* DATA RECORDS *
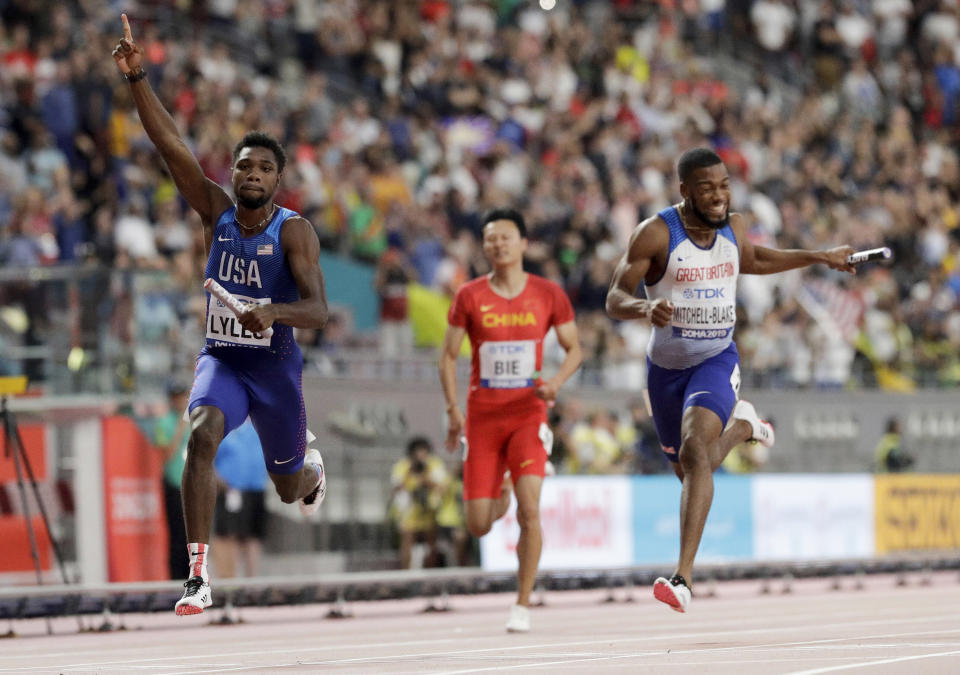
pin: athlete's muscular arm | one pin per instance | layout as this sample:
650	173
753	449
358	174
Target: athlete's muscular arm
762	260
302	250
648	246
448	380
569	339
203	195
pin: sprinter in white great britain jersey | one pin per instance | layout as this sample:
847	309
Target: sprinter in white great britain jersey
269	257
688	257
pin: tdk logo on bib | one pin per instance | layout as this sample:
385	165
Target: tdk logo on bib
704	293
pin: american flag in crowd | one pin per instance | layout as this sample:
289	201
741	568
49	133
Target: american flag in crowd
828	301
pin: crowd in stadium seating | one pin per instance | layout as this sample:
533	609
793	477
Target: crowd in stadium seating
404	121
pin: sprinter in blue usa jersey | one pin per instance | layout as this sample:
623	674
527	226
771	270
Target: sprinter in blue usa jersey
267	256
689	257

* WHAT IS NEEDED *
Print every entry above line for line, without any change, and leave the pictures out.

* TASK RESULT *
pin: athlete's muscular arm | one pin per instance | layout as this sample:
650	173
753	449
358	174
Target: athlete's muscular arm
762	260
302	250
648	246
448	380
569	339
203	195
pin: sprinter in white great britain jersey | one pin per instance | layout as this sample:
847	309
Target: sprinter in white great britain jersey
269	257
688	257
pin: tdk logo on bib | one pin per instance | layout as this sample:
385	165
Target: tdk logo on bib
704	293
pin: american flag in crowd | one pin per instance | layout as this sample:
289	201
741	568
49	133
Target: american flag in crowd
828	301
pin: crowd in stadium seating | one pin per instance | layout as this sample:
533	609
793	477
Target: crowd in stadium seating
404	121
pin: sprinter in blue usa jersey | one pin per instance | layout as this sample:
623	674
527	226
771	270
Target: sprinter in blue usa jersey
267	256
689	257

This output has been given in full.